7. Proofs and variations
a. The Seller shall incur no liability for any errors not corrected by the Buyer where the Buyer has been provided with proofs. The Buyer's alterations and additional proofs necessitated thereby shall be charged extra. When style, type or layout is left to the Seller's judgement, changes therefrom made by the Buyer shall be charged extra.
b. Where the Buyer specifically waives any requirement to examine proofs the Seller is indemnified by the Buyer against any and all errors in the finished Work.
c. Colour proofs. Due to differences in equipment, paper, inks and other conditions between colour proofing and production runs, a reasonable variation in colour between colour proofs and the completed job will be deemed acceptable unless otherwise agreed in writing.
d. Variations in quantity. Every endeavour will be made to deliver the correct quantity ordered, but estimates are conditional upon margins of 5 per cent for work being allowed for overs or unders the same to be charged or deducted, unless otherwise agreed in writing.
a. Advice of damage, delay or loss of goods in transit or of non-delivery must be given in writing to the Seller and the carrier within three clear days of delivery (or, in the case of non-delivery, within 3 days of notification of despatch of the goods) and any claim in respect thereof must be made in writing to the Seller and the carrier within seven clear days of delivery (or, in the case of non-delivery, within 7 days of notification of despatch). All other claims must be made in writing to the Seller within 14 days of delivery. The Seller shall not be liable in respect of any claim unless the aforementioned requirements have been complied with except in any particular case where the Buyer proves that (i) it was not possible to comply with the requirements and (ii) the claim was made as soon as reasonably possible.
b. If the Work is defective so that the Buyer may in law reject it, said rejection must take place within 7 days of delivery of the goods, failing which the Buyer will be deemed to have accepted the Work.
c. In the event of all or any claims or rejections the Seller reserves the right to inspect the Work within seven days of the claim or rejection being notified.
d. Insofar as is permitted by law where Work is defective for any reason, including negligence, the Seller's liability (if any) shall be limited to rectifying such defect, or crediting its value against any invoice raised in respect of the Work.

▶ **Provided information**
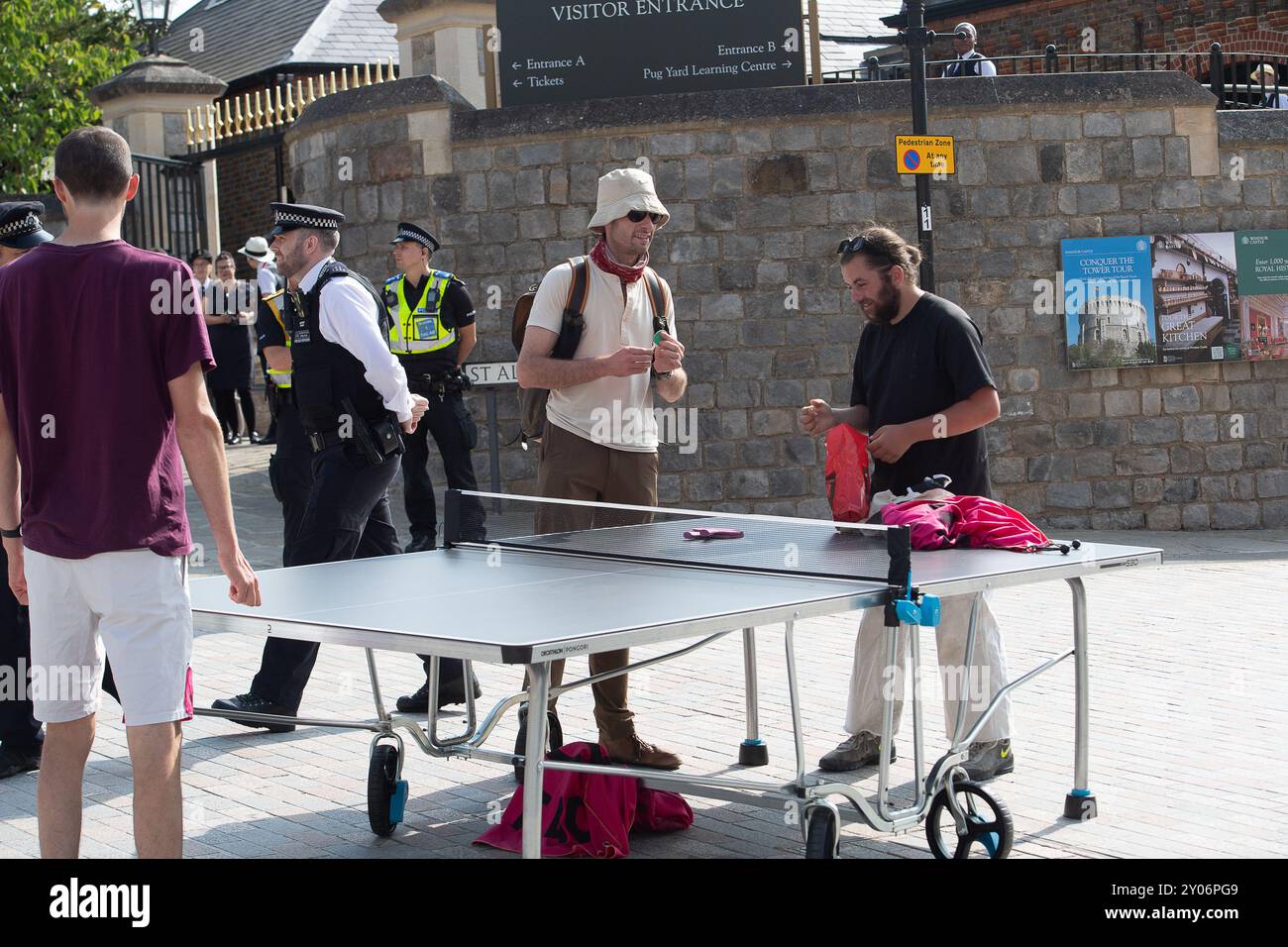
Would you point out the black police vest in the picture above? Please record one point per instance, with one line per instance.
(325, 373)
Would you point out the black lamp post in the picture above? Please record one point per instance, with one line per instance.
(155, 17)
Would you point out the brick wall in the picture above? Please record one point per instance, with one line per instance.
(248, 184)
(760, 188)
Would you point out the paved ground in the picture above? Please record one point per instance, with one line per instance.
(1188, 720)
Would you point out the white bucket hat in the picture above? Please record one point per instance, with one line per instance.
(257, 248)
(623, 191)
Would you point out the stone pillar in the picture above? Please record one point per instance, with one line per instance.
(147, 103)
(443, 38)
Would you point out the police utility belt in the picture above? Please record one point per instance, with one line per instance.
(441, 384)
(376, 441)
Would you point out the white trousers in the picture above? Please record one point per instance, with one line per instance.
(874, 680)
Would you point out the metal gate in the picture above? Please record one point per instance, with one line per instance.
(168, 211)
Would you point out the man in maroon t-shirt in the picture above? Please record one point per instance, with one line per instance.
(102, 359)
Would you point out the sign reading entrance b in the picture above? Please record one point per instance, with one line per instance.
(925, 155)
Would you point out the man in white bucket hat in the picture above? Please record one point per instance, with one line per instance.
(600, 434)
(265, 265)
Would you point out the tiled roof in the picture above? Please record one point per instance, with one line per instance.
(850, 18)
(243, 38)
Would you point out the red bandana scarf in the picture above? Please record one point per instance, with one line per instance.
(601, 258)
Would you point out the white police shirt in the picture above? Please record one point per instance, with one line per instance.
(348, 317)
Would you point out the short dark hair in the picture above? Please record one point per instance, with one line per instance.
(94, 163)
(881, 247)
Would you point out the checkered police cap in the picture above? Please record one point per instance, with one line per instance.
(292, 217)
(413, 234)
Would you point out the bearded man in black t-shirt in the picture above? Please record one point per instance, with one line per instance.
(923, 392)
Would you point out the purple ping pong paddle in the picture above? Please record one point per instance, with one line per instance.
(707, 534)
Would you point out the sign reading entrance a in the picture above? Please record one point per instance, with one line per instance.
(925, 155)
(561, 52)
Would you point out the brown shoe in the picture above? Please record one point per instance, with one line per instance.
(634, 751)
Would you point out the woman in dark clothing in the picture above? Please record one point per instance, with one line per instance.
(230, 342)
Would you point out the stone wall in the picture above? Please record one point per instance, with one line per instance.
(761, 187)
(1019, 29)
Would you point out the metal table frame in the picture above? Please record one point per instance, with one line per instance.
(802, 793)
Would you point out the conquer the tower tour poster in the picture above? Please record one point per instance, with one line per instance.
(1176, 299)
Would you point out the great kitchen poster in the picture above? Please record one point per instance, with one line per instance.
(1176, 298)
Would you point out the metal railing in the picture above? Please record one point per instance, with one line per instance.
(231, 120)
(168, 211)
(1228, 75)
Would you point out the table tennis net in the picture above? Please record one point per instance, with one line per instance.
(780, 545)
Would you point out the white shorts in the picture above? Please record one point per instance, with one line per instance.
(136, 605)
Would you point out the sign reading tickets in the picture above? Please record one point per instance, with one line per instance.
(553, 52)
(925, 155)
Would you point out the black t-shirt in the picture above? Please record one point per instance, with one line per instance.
(458, 312)
(926, 364)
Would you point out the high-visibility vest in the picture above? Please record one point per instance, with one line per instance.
(282, 379)
(416, 330)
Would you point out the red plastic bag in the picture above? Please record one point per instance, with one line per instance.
(849, 474)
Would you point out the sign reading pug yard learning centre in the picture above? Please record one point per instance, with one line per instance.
(553, 52)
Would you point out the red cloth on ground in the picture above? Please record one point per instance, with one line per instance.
(589, 813)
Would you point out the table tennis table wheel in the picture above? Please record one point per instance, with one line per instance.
(820, 832)
(990, 834)
(386, 793)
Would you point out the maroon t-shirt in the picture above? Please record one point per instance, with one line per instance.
(89, 338)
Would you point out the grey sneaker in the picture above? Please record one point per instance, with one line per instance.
(990, 759)
(859, 750)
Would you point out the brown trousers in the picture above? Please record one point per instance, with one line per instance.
(574, 468)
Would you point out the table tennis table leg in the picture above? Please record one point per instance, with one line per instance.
(533, 759)
(752, 751)
(1080, 804)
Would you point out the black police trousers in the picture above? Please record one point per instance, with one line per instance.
(20, 731)
(290, 471)
(346, 517)
(454, 431)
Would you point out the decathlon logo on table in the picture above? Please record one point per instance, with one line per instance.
(76, 900)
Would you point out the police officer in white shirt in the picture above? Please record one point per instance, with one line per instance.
(969, 60)
(352, 399)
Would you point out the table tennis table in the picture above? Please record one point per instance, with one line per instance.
(541, 596)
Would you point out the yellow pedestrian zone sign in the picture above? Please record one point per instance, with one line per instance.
(925, 155)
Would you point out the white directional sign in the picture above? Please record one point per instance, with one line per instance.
(492, 373)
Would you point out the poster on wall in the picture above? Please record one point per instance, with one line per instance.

▶ **Set exercise 1**
According to the printing terms, within how many days of delivery must the Buyer reject defective Work?
▶ **Set exercise 2**
Resume the printing terms after their final clause, writing the next part in the same contractual style.

▶ **Result 1**
Within 7 days of delivery of the goods.

▶ **Result 2**
e. Where the Seller performs its obligations to rectify defective Work under this condition the Seller shall not be liable for indirect loss, consequential loss or third party claims occasioned by defective Work and the Buyer shall not be entitled to any further claim in respect of the Work nor shall the Buyer be entitled to repudiate the contract, refuse to pay for the work or cancel further deliveries.
f. Defective Work must be returned to the Seller before replacement or credits can be issued. If the subject Work is not available to the Seller the Seller will hold that the Buyer has accepted the Work and no credits or replacement Work will be provided.
g. The Seller shall not be liable for indirect loss, consequential loss or third party claims occasioned by delay in completing the work or for any loss to the Buyer arising from delay in transit, whether as a result of the Seller's negligence or otherwise.
h. Where the Seller offers to replace defective Work the Buyer must accept such an offer unless he can show clear cause for refusing so to do. If the Buyer opts to have the work re done by any third party without reference to the Seller the Buyer automatically revokes his right to any remedy from the Seller, including but not exclusively the right to a credit in respect of Work done by the Seller.
i. Where the Work will be forwarded by or on behalf of the Buyer to a third party for further processing the Buyer will be deemed to have inspected and approved the Work prior to forwarding and the Seller accepts no liability for claims arising subsequent to the third party’s processing.
j. The Seller reserves the right to reject any work forwarded to him after initial processing by a third party as soon as is reasonably practicable without processing the work any further. Should the Buyer require the Seller notwithstanding to continue, then the Seller is only obliged to do so after confirmation from the Buyer in writing.
k. Nothing in these conditions shall exclude the Seller's liability for death or personal injury as a result of its negligence.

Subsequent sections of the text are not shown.